Fasse das Interview in zwei Sätzen zusammen.

***** VORLIEGENDER TEXT *****

Jazzzeitung: Deine Songtexte sind oft extrem kritisch, es gibt wenig Themen, die du nicht anschneiden würdest. Kritik äußern, dem Hörer mitteilen, was sich hinter den verschlossenen Türen von Massenmedien und politischer Korrektheit abspielt, ist das die Pflicht jedes Songwriters?
Anderson: Ich glaube nicht daran, irgendwelche Regeln oder Vorschriften für Singer-Songwriter aufzustellen. Wir sind alle verschieden. Dein Herz bestimmt, welche Dinge zu einem bestimmten Zeitpunkt im Leben aus dir herausdrängen, um gesagt zu werden. Mein Motto: Ich lerne die Welt gerade erst kennen – und schreibe über das, was mir auf meinem Weg auffällt, was mir wichtig erscheint.

Wenn ich über das amerikanische Schulsystem rede, spreche ich immer von Gehirnwäsche. Du erfährst ja rein nichts, wenn du nicht das Glück hast, dass deine Eltern dir noch eine andere Sicht der Dinge beibringen. Und dann ist da noch deine Umgebung, dein Kulturkreis, der deinen Blickwinkel bestimmt und einengt … wie eine Falle, der man schwer entrinnt. Was mich angeht, eine zweifache: zunächst, geschlechtsspezifisch bestimmt, die Perspektive einer jungen Frau. Dann, durch meine Hautfarbe, die einer jungen schwarzen Frau.

Man ist vorwiegend gefangen in der Rolle seines Geschlechts, dann der seiner Rasse. Und dann ist man Teil einer bestimmten Schicht. Was zu stark zurücktritt, ist die Erkenntnis, einfach Mensch zu sein. Und was es bedeutet, ein menschliches Wesen auf dieser Erde zu sein, darüber sagt einem keiner was. Mir gefällt aber genau diese Sicht auf die Dinge, es ist die offenste von allen.

Jazzzeitung: Ist das schon Philosophie oder noch Kulturkritik?
Anderson: Die Zwänge kultureller Fesseln faszinieren mich immer. Schwarz zu sein und eine Frau… Also, was kann man darüber noch erzählen? Hier die augenfällige Unterdrückung, dort die attraktive, schöne, angenehme Seite. Und dann … was? Man hat immer nur ein bestimmtes, eingeschränktes Bild. Je nachdem, was deine Umgebung meint, wie das Leben als Frau eben sei. Entsprechend fühlst du dich unterdrückt oder geliebt.

Was macht den Menschen aus? Dahin bewege ich mich, reise, interessiere mich für die kleinen Dinge. Elementares erfahren … die Biologie meines Körpers, seine Verbindung zur Physik des Tisches, an dem wir sitzen. Zur Luft, zum Himmel. Die Kultur ist in meinen Augen nur eine Hülle, ein Überwurf, wie Kleidung, die man trägt – es ist nichts, was fest und stetig wäre. Ist ja in Ordnung so; kleide ich mich eben in diese meine Haut, in diese meine Umgebung!

***** DATEN ZUR PRÜFUNG *****

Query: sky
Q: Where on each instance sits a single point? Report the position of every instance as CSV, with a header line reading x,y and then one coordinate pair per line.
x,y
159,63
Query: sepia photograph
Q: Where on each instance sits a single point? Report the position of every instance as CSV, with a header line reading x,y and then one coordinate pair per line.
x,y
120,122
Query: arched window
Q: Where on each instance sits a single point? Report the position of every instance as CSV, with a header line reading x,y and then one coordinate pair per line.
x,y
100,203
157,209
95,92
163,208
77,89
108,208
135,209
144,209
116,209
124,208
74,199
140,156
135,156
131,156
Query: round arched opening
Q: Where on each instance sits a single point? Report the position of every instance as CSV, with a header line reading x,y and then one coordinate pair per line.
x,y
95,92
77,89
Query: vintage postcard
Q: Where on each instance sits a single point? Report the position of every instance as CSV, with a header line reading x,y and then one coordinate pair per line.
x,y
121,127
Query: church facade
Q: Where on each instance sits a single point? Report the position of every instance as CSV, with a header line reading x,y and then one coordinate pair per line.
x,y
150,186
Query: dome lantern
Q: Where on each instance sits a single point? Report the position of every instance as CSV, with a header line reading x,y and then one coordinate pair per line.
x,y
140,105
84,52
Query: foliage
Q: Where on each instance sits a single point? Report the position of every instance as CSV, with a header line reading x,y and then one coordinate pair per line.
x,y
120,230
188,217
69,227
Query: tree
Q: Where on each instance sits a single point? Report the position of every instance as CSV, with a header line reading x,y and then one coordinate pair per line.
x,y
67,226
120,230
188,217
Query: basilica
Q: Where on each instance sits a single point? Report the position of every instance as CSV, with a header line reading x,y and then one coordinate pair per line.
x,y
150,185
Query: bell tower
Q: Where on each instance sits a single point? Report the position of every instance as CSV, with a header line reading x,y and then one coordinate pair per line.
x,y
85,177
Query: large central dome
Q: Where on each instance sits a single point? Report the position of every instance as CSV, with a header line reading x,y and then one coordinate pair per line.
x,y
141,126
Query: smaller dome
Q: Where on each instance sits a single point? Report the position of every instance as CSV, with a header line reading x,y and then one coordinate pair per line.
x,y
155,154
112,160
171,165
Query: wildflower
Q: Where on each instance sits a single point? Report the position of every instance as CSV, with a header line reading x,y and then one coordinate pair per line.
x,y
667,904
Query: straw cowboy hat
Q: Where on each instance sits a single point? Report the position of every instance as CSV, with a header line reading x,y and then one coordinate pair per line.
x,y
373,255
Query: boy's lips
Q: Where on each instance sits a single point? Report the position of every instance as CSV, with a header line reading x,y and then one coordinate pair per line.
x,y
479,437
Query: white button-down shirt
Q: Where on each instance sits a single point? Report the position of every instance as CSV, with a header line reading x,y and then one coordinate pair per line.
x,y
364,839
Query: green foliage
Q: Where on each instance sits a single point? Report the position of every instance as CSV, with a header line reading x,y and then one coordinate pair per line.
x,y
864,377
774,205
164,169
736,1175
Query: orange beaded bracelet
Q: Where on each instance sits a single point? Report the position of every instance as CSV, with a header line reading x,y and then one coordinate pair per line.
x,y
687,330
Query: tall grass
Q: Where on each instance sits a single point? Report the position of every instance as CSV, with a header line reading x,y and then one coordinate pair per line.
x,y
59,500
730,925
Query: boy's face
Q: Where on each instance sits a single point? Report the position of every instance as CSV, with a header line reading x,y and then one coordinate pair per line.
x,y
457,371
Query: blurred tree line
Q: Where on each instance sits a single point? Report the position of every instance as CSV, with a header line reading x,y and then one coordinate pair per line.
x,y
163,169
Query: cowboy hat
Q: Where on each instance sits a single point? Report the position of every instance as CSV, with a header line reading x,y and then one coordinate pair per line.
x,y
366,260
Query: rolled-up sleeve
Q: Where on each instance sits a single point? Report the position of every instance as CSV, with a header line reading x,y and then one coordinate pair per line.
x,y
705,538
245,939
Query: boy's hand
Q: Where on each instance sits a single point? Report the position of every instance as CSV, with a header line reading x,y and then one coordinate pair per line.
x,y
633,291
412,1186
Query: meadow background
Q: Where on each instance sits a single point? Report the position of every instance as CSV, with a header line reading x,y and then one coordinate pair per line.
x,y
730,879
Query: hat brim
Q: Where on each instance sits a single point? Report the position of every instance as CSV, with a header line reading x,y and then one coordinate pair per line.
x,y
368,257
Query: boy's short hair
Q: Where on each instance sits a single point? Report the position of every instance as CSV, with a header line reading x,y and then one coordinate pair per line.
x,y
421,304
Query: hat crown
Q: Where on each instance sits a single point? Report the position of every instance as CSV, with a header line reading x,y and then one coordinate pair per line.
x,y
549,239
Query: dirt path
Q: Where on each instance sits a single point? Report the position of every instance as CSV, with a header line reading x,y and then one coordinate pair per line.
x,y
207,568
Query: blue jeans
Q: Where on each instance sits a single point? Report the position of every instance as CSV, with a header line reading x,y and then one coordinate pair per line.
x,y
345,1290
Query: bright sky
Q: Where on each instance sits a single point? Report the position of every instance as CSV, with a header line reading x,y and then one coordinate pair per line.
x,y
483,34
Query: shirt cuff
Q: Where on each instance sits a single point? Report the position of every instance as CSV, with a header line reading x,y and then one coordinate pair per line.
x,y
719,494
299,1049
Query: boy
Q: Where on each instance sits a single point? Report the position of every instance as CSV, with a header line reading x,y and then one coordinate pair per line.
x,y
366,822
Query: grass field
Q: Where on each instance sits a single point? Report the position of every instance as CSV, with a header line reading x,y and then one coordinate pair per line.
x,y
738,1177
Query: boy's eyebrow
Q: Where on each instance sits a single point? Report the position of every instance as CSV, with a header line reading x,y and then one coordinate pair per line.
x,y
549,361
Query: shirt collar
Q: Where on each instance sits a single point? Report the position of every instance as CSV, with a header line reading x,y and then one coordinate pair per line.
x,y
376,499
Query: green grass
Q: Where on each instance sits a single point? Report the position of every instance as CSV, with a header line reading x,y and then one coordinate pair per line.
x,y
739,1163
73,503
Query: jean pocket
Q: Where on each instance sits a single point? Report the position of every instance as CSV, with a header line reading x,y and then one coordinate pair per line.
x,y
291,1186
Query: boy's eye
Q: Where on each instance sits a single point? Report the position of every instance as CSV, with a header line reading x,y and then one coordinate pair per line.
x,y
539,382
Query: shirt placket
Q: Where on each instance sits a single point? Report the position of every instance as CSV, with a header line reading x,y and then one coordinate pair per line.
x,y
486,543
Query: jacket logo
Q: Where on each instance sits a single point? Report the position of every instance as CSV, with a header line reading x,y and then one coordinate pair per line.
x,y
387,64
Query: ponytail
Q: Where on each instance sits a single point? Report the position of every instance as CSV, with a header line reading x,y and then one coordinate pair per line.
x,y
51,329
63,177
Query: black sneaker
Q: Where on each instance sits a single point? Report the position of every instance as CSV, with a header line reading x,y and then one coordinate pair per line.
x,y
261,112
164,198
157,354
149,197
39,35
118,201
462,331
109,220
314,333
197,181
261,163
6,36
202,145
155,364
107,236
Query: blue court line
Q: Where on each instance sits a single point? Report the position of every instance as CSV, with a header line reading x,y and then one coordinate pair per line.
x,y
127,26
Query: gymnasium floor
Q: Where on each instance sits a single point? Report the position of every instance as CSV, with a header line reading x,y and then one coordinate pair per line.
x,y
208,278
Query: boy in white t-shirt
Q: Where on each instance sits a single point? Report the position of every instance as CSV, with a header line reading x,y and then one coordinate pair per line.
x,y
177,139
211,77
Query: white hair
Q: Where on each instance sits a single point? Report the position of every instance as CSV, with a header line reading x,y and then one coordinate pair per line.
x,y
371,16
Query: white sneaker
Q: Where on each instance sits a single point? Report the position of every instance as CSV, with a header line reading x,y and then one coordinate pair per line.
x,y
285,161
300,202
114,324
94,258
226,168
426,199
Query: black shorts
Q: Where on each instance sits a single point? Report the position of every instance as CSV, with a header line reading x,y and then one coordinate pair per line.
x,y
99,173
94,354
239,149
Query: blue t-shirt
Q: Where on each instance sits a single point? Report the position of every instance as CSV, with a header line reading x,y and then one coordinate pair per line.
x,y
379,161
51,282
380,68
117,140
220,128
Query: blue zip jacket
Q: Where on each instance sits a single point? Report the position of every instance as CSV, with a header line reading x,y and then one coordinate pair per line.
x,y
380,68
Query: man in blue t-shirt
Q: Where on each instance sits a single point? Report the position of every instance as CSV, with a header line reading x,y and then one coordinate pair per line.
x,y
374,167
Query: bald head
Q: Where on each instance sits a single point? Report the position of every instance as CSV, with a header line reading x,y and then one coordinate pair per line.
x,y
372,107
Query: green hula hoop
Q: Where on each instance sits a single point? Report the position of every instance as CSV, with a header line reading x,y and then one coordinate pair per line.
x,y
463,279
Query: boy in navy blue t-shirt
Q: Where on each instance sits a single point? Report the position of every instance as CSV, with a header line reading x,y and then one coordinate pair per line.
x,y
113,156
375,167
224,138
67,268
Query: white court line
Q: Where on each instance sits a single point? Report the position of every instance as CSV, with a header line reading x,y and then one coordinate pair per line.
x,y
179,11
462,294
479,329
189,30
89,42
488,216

*****

__ANTWORT ZUR AUFGABE__: Anderson lehnt Regeln für Singer-Songwriter ab, schreibt über das, was ihr auf ihrem Weg auffällt und wichtig erscheint, und nennt das amerikanische Schulsystem Gehirnwäsche. Sie sieht ihren Blickwinkel als junge schwarze Frau durch Geschlecht und Hautfarbe eingeengt, interessiert sich aber vor allem dafür, was den Menschen ausmacht, und betrachtet Kultur nur als Hülle wie Kleidung.